## EXTRACTED ENTRIES
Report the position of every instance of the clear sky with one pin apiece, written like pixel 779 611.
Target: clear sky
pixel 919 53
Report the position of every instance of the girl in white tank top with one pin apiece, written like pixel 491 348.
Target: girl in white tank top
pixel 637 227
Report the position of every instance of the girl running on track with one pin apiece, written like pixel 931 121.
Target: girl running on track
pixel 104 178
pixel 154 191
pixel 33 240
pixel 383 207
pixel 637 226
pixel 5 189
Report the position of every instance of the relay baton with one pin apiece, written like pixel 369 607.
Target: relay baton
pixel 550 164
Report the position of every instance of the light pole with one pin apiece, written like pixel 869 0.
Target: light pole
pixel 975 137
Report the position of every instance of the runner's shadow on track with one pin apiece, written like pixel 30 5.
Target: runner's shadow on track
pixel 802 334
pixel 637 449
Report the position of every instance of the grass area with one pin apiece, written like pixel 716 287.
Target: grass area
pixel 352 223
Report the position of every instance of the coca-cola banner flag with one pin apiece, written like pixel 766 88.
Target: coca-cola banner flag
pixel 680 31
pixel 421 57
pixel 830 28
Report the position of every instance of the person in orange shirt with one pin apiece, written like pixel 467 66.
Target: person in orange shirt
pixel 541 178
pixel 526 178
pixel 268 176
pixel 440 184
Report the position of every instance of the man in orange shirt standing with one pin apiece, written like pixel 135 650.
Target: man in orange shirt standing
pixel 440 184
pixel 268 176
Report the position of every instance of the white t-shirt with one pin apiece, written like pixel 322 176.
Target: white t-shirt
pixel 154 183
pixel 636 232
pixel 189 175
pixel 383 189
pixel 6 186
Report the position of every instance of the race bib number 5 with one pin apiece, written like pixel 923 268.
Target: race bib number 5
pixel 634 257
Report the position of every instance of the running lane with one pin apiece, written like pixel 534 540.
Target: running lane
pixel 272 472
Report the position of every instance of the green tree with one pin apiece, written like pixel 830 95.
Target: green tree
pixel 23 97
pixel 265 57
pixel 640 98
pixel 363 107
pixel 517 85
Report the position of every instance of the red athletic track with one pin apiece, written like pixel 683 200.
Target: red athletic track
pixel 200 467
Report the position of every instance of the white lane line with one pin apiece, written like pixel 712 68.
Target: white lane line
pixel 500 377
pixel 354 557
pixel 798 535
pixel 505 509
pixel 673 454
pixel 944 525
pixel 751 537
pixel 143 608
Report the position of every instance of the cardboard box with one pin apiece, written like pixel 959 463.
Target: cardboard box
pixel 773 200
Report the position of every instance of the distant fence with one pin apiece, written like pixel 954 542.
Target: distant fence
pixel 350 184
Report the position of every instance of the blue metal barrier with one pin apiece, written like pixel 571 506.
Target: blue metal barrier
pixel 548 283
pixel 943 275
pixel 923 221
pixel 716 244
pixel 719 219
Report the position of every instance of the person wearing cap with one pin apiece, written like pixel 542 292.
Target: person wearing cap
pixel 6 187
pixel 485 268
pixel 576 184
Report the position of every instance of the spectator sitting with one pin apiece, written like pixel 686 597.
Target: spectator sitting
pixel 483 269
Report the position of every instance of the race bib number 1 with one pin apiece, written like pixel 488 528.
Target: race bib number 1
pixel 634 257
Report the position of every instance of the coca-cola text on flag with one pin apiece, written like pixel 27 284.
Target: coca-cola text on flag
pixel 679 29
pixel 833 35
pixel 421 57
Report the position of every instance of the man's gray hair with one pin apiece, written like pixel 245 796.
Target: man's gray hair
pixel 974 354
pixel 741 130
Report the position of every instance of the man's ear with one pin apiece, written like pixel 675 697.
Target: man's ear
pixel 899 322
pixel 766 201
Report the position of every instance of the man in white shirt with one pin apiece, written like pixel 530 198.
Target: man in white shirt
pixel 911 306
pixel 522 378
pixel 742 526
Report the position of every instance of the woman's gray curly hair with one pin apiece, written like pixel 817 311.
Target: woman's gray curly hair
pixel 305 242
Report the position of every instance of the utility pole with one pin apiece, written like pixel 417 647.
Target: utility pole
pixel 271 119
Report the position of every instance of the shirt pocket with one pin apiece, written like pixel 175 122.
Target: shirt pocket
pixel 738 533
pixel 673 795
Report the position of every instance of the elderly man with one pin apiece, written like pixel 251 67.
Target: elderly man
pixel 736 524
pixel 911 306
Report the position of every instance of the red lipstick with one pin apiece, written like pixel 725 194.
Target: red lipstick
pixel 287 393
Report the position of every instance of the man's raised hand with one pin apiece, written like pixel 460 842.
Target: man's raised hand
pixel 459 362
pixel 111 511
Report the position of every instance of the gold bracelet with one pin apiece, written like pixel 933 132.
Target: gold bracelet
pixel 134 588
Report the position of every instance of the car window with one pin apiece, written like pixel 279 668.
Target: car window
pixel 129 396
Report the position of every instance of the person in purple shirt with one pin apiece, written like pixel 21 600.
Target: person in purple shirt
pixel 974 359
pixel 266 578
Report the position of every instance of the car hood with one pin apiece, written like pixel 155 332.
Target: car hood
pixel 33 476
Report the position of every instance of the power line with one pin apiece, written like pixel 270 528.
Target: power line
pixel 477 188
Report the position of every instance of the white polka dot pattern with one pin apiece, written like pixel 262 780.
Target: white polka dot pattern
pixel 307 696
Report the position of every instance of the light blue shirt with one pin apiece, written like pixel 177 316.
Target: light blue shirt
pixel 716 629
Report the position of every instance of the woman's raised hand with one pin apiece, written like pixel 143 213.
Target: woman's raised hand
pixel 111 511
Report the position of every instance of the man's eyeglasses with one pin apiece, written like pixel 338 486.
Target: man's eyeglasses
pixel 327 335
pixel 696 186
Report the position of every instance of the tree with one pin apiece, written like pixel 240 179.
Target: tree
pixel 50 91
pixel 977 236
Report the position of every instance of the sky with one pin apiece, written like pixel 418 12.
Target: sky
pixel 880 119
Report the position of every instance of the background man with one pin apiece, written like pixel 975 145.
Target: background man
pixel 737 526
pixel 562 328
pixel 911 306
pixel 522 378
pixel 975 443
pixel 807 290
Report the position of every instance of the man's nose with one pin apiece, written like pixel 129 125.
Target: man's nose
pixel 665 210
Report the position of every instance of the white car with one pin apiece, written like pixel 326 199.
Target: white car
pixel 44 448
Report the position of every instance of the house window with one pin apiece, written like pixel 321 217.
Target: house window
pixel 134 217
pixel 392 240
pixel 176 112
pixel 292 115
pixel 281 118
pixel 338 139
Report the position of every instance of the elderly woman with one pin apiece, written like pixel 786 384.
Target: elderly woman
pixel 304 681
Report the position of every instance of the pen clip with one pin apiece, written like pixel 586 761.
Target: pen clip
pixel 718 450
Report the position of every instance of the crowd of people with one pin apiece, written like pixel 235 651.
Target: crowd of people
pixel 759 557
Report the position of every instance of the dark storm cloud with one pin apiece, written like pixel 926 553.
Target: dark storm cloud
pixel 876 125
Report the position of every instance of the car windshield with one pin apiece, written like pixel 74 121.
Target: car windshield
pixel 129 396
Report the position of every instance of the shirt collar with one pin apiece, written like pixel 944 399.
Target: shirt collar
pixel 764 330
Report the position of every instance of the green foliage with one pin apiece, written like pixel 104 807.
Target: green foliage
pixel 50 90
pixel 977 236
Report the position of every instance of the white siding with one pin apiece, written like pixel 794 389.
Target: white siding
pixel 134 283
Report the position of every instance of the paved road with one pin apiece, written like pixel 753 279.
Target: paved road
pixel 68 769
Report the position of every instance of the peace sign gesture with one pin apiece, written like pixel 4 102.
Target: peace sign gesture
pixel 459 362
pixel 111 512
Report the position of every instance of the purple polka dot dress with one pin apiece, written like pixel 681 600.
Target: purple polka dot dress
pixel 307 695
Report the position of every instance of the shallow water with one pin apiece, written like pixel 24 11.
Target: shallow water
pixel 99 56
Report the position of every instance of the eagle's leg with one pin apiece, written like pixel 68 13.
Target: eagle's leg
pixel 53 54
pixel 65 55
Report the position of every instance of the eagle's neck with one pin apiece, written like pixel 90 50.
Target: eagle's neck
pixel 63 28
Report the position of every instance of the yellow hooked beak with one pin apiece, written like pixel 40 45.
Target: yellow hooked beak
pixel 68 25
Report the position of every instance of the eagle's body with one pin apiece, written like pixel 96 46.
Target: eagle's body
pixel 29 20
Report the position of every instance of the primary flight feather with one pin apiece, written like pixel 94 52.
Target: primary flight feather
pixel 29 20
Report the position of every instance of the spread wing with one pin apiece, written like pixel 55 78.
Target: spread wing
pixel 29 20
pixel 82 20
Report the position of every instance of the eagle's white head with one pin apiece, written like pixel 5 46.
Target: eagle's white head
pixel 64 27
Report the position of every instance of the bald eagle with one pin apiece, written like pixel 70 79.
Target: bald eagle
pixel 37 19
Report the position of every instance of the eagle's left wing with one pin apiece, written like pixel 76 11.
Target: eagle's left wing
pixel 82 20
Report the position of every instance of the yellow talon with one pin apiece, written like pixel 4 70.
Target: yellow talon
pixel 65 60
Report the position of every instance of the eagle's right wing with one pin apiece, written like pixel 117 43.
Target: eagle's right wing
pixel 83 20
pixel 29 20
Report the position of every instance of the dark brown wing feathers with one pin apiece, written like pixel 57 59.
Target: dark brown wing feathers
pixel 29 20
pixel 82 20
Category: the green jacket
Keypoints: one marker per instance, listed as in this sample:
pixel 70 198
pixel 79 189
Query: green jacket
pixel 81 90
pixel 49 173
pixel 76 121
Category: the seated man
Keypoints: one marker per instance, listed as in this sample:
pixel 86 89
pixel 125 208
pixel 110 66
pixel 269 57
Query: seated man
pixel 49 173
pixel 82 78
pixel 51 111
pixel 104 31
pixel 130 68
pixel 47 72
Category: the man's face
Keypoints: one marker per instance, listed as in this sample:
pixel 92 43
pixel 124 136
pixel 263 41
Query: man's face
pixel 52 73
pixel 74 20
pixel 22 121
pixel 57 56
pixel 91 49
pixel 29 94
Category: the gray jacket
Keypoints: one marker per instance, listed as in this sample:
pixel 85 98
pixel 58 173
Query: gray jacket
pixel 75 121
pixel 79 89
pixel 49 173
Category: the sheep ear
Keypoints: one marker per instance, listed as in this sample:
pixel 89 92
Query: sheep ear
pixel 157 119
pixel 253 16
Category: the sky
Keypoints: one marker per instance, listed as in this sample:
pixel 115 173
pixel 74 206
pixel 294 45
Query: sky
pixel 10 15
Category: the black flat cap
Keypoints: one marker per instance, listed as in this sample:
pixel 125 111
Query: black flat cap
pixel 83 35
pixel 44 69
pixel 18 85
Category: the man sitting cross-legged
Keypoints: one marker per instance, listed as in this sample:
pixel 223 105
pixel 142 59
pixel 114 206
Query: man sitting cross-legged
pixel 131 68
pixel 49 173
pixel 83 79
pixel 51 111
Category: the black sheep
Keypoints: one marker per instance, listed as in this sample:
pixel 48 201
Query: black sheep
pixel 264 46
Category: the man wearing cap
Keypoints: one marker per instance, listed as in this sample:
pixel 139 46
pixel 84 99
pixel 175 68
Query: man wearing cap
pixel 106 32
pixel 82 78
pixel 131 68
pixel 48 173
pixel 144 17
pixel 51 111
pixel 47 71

## TASK REQUIREMENTS
Repeat exactly the lines of the listing above, from the one with "Report the position of every instance of the eagle's leg" down to the one with "Category: the seated man"; both of those lines belong in the range.

## SOLUTION TO THIS EXERCISE
Report the position of every instance of the eagle's leg with one pin apiece, written like pixel 68 13.
Target: eagle's leg
pixel 53 54
pixel 65 55
Report the position of every instance of the eagle's neck with one pin apiece, written like pixel 90 50.
Target: eagle's neck
pixel 63 28
Report the position of every instance of the yellow hooked beak with one pin apiece, written like pixel 40 45.
Target: yellow hooked beak
pixel 68 25
Report the position of every instance of the eagle's body with one pin apiece, written like pixel 96 46.
Target: eagle's body
pixel 29 20
Report the position of every instance of the primary flight feather with one pin apiece, written like pixel 94 52.
Target: primary flight feather
pixel 29 20
Report the position of every instance of the spread wing with one pin apiece, written like pixel 55 78.
Target: spread wing
pixel 29 20
pixel 82 20
Report the position of every instance of the eagle's white head with one pin apiece, written like pixel 5 46.
Target: eagle's white head
pixel 64 27
Report the position of every instance of the bald eagle with one pin apiece, written like pixel 70 79.
Target: bald eagle
pixel 37 19
Report the position of every instance of the eagle's left wing with one pin apiece, written like pixel 76 11.
Target: eagle's left wing
pixel 82 20
Report the position of every instance of the yellow talon with one pin apiece, written like pixel 4 70.
Target: yellow talon
pixel 65 60
Report the position of every instance of the eagle's right wing with one pin apiece, written like pixel 117 43.
Target: eagle's right wing
pixel 83 20
pixel 29 20
Report the position of every instance of the dark brown wing feathers with one pin apiece, written like pixel 57 59.
Target: dark brown wing feathers
pixel 29 20
pixel 82 20
Category: the green jacket
Keypoints: one marker per instance, listed as in this sample:
pixel 70 198
pixel 79 189
Query: green jacket
pixel 81 90
pixel 49 173
pixel 76 121
Category: the seated man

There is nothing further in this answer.